**GIVEN EXERCISE:** List every person identified by name in the news report on the Palmer court case below.

**TEXT TO READ:**
=-=-=
One of the UK's most notorious criminals, timeshare fraudster John "Goldfinger" Palmer, today launched a High Court battle for the right to go to an open prison.

Palmer was in court as his lawyers condemned the decision to revoke his move to Springhill Prison, Bucks, as "irrational and unfair".

Springhill focuses on preparing and training prisoners for release.

Palmer, who is currently at Highdown in Sutton, Surrey, was due to be moved to Springhill last year.

Mr Justice Collins, sitting in London, was told he had now paid a £2.2 million compensation order.

Home Secretary David Blunkett is opposing his application for judicial review on the grounds that he could not be trusted and remains an escape risk.

Palmer, 54, of Bath, was jailed for eight years at the Old Bailey in May 2001 for conspiracy to defraud in one of the biggest timeshare frauds to be uncovered.

A £33 million confiscation order was imposed on him, but it was overturned by the appeal court on the basis there had been crucial flaws in the procedure followed.

Later the Lord Chief Justice, Lord Woolf, sitting with four other appeal court judges, ruled that the court had misunderstood and misapplied the law and Palmer's case had been wrongly decided.

Lord Woolf said he hoped the decision would put an end to the "string of appeals" against conviction orders sparked by the Palmer case.

But Palmer was still allowed to keep the money as the original decision to quash his confiscation order could not be overturned.

Palmer defended himself throughout his fraud trial and claimed he was a legitimate businessman, not involved in anything fraudulent.

He maintained that he had been persecuted by the police after a jury acquitted him of handling gold from the 1983 £26 million Brink's-Mat bullion robbery at Heathrow airport.

The case earned him notoriety and the nickname Goldfinger.

He moved to Tenerife to set up his timeshare business in the 1980s. Palmer's lover Christine Ketley, of Brentwood, Essex, was also convicted of conspiracy to defraud.

Today his QC Alan Newman said Palmer had initially been held in category B, then C and was reduced to category D in November last year.

In accordance with standard practice, arrangements were made for him to be allocated to an open prison, but then he was told the move had been blocked and he was being re-categorised to C.

The QC argued there was no proper basis for the decision to prevent Palmer's re-allocation to open conditions. The decision was taken unfairly and flawed by procedural irregularity.

Jenni Richards, appearing for the Home Secretary, is expected to argue that the judgment of the prison authorities was that Palmer could not be trusted in open conditions and did represent a serious risk of escape.
=-=-=
**DATA SHOWN:**

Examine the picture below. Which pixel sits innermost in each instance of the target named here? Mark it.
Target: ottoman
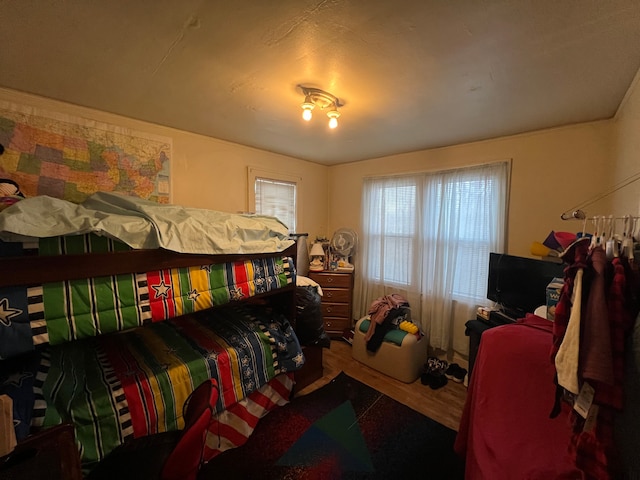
(401, 355)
=-=-=
**OUTPUT FOR THIS EXERCISE:**
- John "Goldfinger" Palmer
- Mr Justice Collins
- David Blunkett
- Lord Woolf
- Christine Ketley
- Alan Newman
- Jenni Richards